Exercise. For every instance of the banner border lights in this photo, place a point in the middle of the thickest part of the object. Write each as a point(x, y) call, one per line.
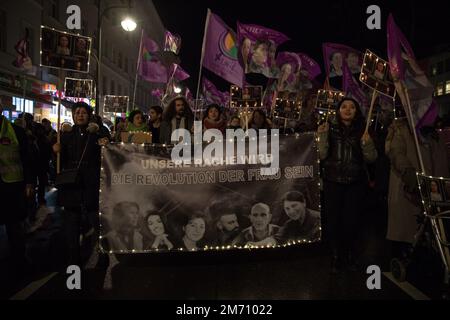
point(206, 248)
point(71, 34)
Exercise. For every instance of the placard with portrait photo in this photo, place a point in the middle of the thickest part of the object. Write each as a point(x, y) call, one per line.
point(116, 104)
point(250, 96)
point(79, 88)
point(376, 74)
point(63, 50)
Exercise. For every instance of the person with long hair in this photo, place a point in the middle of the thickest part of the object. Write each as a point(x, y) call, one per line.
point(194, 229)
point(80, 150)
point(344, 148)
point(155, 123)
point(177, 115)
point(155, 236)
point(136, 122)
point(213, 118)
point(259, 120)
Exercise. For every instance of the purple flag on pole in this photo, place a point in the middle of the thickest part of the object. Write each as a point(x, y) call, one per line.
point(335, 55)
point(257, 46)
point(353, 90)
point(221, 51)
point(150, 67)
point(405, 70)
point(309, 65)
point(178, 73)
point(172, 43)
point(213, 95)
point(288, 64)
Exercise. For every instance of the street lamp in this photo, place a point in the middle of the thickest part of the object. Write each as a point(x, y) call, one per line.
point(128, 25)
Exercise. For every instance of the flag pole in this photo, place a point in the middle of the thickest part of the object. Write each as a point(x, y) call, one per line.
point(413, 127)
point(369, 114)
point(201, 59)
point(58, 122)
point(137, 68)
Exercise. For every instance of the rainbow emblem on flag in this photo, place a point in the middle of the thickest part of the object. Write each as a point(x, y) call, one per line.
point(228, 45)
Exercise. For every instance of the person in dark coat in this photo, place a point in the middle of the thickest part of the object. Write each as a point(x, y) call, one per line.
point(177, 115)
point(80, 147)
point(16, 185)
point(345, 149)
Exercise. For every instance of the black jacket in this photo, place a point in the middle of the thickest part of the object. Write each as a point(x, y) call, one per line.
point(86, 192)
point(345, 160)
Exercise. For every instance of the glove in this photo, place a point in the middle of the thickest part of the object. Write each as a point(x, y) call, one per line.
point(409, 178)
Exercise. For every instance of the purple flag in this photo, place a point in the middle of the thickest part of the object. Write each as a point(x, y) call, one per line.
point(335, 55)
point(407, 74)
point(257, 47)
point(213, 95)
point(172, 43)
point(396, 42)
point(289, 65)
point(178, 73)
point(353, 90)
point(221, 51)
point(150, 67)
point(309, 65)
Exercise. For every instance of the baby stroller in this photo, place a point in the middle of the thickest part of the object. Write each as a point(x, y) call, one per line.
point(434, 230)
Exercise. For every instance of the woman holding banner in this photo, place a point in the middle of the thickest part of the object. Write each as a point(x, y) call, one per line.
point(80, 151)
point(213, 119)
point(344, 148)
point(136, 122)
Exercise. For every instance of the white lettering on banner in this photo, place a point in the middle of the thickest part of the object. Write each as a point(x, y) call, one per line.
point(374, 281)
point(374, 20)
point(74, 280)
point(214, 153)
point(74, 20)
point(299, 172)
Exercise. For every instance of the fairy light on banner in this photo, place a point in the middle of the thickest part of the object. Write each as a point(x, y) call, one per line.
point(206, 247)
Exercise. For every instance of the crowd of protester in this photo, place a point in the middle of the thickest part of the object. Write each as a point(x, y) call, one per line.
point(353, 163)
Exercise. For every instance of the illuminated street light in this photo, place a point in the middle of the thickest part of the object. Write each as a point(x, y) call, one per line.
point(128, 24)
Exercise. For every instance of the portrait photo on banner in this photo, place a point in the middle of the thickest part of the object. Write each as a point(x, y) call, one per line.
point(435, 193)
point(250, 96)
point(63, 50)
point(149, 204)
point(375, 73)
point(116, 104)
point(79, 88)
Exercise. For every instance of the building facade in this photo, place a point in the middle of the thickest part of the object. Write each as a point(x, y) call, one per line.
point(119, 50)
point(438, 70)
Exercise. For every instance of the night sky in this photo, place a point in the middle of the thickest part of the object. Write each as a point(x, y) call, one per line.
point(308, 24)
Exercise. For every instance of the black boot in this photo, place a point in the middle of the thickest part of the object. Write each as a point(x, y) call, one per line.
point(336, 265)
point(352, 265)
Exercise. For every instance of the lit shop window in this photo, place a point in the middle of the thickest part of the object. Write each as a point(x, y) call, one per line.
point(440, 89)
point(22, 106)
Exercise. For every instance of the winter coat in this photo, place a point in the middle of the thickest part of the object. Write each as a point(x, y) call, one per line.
---
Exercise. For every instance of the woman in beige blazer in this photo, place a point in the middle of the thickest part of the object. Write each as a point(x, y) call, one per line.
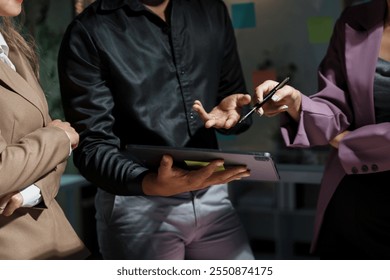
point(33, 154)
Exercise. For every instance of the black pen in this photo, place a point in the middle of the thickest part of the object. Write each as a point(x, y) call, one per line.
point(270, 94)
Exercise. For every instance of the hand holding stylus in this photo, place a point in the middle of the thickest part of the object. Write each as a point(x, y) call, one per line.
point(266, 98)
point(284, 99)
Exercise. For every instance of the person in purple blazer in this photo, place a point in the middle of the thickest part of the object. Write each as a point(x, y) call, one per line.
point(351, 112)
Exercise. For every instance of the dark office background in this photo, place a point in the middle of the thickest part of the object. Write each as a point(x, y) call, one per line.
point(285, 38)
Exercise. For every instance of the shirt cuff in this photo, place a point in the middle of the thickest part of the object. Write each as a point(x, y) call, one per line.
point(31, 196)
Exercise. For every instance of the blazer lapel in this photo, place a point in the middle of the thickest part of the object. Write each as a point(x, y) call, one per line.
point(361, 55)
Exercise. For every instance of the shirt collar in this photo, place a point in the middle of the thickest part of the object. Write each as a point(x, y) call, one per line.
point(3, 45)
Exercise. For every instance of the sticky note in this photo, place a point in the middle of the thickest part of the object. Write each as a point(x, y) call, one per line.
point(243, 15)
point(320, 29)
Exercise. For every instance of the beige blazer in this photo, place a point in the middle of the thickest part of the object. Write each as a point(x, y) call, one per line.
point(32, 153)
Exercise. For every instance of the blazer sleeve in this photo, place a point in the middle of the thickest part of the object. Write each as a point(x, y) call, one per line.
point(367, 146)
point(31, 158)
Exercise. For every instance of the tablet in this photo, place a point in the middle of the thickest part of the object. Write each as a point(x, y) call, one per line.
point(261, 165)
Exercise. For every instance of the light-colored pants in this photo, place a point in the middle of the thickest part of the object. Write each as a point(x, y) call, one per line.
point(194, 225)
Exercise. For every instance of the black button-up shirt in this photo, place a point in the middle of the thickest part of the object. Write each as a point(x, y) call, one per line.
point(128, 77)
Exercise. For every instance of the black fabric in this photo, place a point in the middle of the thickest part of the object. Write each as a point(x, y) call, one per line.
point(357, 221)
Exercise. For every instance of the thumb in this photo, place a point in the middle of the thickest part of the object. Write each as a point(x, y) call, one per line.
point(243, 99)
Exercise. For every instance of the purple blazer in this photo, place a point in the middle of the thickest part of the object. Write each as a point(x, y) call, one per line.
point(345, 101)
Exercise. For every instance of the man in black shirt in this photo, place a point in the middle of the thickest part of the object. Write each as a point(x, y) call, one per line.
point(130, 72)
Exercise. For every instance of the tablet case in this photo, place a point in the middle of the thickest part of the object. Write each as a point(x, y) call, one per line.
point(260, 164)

* **PROBLEM REQUIREMENTS**
Rewrite the items starting with the line that contains "Exercise. For every instance of the tablet in" and going on through the line that contains "point(260, 164)", both included, keeping each item's wording unchanged. Shift every answer point by adding -102 to both its x and y coordinates.

* **SOLUTION TO THE PROBLEM**
Exercise. For every instance of the tablet in this photo, place a point in the middle of the thickest part of the object. Write each as a point(x, y) call, one per line.
point(159, 63)
Exercise. For every instance of the light-colored pants in this photo, place a point in the middle of the thickest part of the object. Write each as a point(x, y) call, one per line.
point(92, 123)
Exercise. For every instance of the black button-up shirt in this photo, place a point in the middle of the thickest part of the object. Write each as a point(x, y) call, one per line.
point(26, -25)
Exercise. For every instance of the black fabric in this photo, place a point in the middle of the thickest part of the object. Write each as a point(x, y) call, one per line.
point(255, 119)
Exercise. For every instance of the thumb in this photo, place a point in the middle of the thickest part of the object. Write each as a point(x, y) call, one per line.
point(141, -3)
Exercise. For every instance of the purple blazer in this photo, place a point in the middle of the thickest part of the object. Write each as a point(x, y) call, one per line.
point(243, -1)
Exercise. For every instance of the man in black shirt in this photo, place a point in the middle of the thickest part of the object. Write each as a point(x, y) call, one per line.
point(28, -30)
Exercise. For every instance of the tablet case in this photo, place a point in the middle of the thickest part of the object. Write each as a point(x, y) call, one per line.
point(158, 62)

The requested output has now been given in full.